O mundo planetário, ao que se julga saber, é só um, no entanto, as classificações e divisões administrativas-territoriais são diversas e aqui, para efeitos de simplificação deste trabalho, poder-se-á considerar dois mundos: o rural e o urbano, cada um com as suas características próprias, com os seus valores, usos, tradições culturais, porém, nenhum deles superior ou inferior, mas, inequívoca e desejavelmente, complementares.
Se: o mundo citadino, cosmopolita e elitista tem uma
cultura própria, acesso mais facilitado ao conhecimento intelectualizado, à
ciência e tecnologias, o que não significa superioridade axiológica; o mundo
rural, paisagístico e, muitas vezes edílico e bucólico, possui uma cultura de
natureza antropológica, baseada nos costumes, no genuinamente natural, não se
excluindo, todavia, que também neste espaço, existem dificuldades de vária
ordem e comportamentos, nem sempre, previamente construídos. Impera mais uma
cultura da pessoa na sua autenticidade, o que não significa que, dos
territórios rurais, não surjam grandes especialistas em todas as áreas
científicas e tecnológicas.

## MATERIAL FORNECIDO
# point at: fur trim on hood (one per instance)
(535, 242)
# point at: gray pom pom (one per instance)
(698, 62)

## INSTRUÇÕES
(a) Indique se cada afirmação concorda com o excerto sobre os mundos rural e urbano, respondendo sim ou não e citando literalmente as palavras do excerto que o decidem: (i) o mundo rural é apresentado como superior ao urbano; (ii) o mundo citadino tem acesso mais facilitado à ciência e às tecnologias; (iii) dos territórios rurais não podem surgir grandes especialistas.
(b) Enumere todos os adjetivos que o excerto sobre os mundos rural e urbano usa para caracterizar o mundo citadino logo a seguir à palavra "mundo".

## RESPOSTAS POR TAREFA
(a)
(i) Não: "nenhum deles superior ou inferior".
(ii) Sim: "acesso mais facilitado ao conhecimento intelectualizado, à ciência e tecnologias".
(iii) Não: "o que não significa que, dos territórios rurais, não surjam grandes especialistas em todas as áreas científicas e tecnológicas".

(b) citadino, cosmopolita, elitista